**Problem statement:** Resume the indemnity agreement below, starting right after its final recital.

Start of Source text

This Indemnity Agreement (“ Agreement ”) is made as of             , 2009 by and between STR Holdings, Inc. a Delaware corporation (the “ Company ”), and [          ] (“ Indemnitee ”).

 

RECITALS

 

WHEREAS, highly competent persons have become more reluctant to serve publicly-held corporations as directors, officers or in other capacities unless they are provided with adequate protection through insurance or adequate indemnification against inordinate risks of claims and actions against them arising out of their service to and activities on behalf of the corporation.

 

WHEREAS, the Board of Directors of the Company (the “ Board ”) has determined that, in order to attract and retain qualified individuals, the Company will maintain on an ongoing basis, at its sole expense, liability insurance to protect persons serving the Company and its subsidiaries from certain liabilities.  The Certificate of Incorporation (the “ Charter ”) of the Company and the Bylaws (the “ Bylaws ”) of the Company provide for indemnification of the officers and directors of the Company.  Indemnitee may also be entitled to indemnification pursuant to the Delaware General Corporation Law (“ DGCL ”).  The Charter, Bylaws and the DGCL expressly provide that the indemnification provisions set forth therein are not exclusive, and thereby contemplate that contracts may be entered into between the Company and members of the board of directors, officers and other persons with respect to indemnification.

 

WHEREAS, the uncertainties relating to such insurance and to indemnification have increased the difficulty of attracting and retaining such persons.

 

WHEREAS, the Board has determined that the increased difficulty in attracting and retaining such persons is detrimental to the best interests of the Company’s stockholders and that the Company should act to assure such persons that there will be increased certainty of such protection in the future.

 

WHEREAS, it is reasonable, prudent and necessary for the Company contractually to obligate itself to indemnify, and to advance expenses on behalf of, such persons to the fullest extent permitted by applicable law so that they will serve or continue to serve the Company free from undue concern that they will not be so indemnified.

 

WHEREAS, this Agreement is a supplement to and in furtherance of the Charter and Bylaws and any resolutions adopted pursuant thereto, and shall not be deemed a substitute therefor, nor to diminish or abrogate any rights of Indemnitee thereunder.

End of Source text
Start of Data excerpts

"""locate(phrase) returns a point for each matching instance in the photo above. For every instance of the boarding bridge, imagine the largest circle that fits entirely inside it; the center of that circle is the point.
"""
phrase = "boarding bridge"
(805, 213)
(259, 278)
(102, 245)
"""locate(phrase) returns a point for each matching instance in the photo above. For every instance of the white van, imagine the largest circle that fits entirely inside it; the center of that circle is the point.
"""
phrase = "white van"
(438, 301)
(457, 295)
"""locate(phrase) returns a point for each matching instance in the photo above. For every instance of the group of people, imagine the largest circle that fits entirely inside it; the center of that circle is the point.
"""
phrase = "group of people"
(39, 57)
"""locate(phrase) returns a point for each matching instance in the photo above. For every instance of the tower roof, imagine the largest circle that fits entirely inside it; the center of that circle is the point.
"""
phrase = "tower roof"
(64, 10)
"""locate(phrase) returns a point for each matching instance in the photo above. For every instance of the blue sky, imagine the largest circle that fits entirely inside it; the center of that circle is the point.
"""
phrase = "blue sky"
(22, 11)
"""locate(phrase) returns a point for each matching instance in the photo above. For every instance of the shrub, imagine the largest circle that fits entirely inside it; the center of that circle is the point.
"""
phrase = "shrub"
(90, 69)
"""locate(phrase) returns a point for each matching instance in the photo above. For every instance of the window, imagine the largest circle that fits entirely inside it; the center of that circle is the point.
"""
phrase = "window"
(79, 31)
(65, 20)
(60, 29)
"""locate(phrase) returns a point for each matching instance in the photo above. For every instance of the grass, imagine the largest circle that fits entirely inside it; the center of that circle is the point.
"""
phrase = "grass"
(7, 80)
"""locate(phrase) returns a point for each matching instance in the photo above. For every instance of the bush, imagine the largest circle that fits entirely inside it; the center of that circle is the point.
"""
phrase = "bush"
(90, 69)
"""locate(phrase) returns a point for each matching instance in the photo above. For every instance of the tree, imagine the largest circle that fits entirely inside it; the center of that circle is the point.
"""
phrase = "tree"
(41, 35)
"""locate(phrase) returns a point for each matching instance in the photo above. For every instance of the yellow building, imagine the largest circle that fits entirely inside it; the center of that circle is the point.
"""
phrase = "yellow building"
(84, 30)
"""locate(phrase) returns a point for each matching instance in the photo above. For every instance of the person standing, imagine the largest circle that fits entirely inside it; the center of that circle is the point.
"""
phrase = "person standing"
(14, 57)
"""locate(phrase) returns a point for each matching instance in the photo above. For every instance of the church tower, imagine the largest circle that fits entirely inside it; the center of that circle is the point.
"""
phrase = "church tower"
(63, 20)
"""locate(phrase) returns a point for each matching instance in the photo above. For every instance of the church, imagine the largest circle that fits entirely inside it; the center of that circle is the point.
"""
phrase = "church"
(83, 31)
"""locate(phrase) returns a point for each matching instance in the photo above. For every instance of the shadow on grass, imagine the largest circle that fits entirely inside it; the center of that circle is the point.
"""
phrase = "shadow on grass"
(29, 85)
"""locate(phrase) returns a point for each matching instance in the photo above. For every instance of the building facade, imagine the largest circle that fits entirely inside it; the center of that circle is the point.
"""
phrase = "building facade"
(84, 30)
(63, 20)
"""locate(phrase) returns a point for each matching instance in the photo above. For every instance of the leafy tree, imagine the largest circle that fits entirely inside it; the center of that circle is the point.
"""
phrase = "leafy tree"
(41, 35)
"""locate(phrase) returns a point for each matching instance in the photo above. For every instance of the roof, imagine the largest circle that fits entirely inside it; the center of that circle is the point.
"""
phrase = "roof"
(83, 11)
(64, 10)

End of Data excerpts

**Solved exercise:**
 

NOW, THEREFORE, in consideration of the premises and the covenants contained herein, the Company and Indemnitee do hereby covenant and agree as follows:

 



 

1.              Services to the Company .  Indemnitee will serve as a director and/or officer of the Company or Enterprise for so long as Indemnitee is duly elected or appointed or until Indemnitee tenders his resignation or is terminated.

 

2.              Definitions.   For purposes of this Agreement, the following terms shall have the following meanings:

 

(a)            “Corporate Status” describes the status of a person who is or was a director, officer, trustee, partner, managing member, fiduciary, employee or agent of the Company or of any other Enterprise which such person is or was serving at the request of the Company.

 

(b)            “Disinterested Director” shall mean a director of the Company who is not and was not a party to the Proceeding in respect of which indemnification is sought by Indemnitee.

 

(c)            “Enterprise” shall mean the Company, any Subsidiary of the Company and any other corporation, limited liability company, partnership, limited partnership, limited liability partnership, joint venture, trust, employee benefit plan or other Enterprise of which Indemnitee is or was serving at the request of the Company as a director, officer, employee, trustee, partner, managing member, fiduciary, employee or agent.

 

(d)            “Exchange Act” shall mean the Securities Exchange Act of 1934, as amended.

 

(e)            “Expenses” shall include attorneys’ fees and costs, retainers, court costs, transcript costs, fees of experts, witness fees, travel expenses, duplicating costs, printing and binding costs, telephone charges, postage, delivery service fees, and all other disbursements or expenses in connection with prosecuting, defending, preparing to prosecute or defend, investigating, being or preparing to be a witness in, or otherwise participating in, a Proceeding.  Expenses also shall include Expenses incurred in connection with any appeal resulting from any Proceeding, including without limitation, the premium, security for, and other costs relating to any cost bond, supersedeas bond, or other appeal bond or its equivalent.

 

(f)             “Independent Counsel” shall mean a law firm, or a member of a law firm, that is experienced in matters of corporation law and neither presently is, nor in the past five years has been, retained to represent:  (i) the Company or Indemnitee in any matter material to either such party (other than with respect to matters concerning the Indemnitee under this Agreement, or of other indemnitees under similar indemnification agreements), or (ii) any other party to the Proceeding giving rise to a claim for indemnification hereunder.  Notwithstanding the foregoing, the term “Independent Counsel” shall not include any person who, under the applicable standards of professional conduct then prevailing, would have a conflict of interest in representing either the Company or Indemnitee in an action to determine Indemnitee’s rights under this Agreement.

 

(g)            “Person” shall have the meaning as set forth in Sections 13(d) and 14(d) of the Exchange Act; provided, however, that Person shall exclude (i) the Company, (ii) any trustee or other fiduciary holding securities under an employee benefit plan of the Company, and (iii)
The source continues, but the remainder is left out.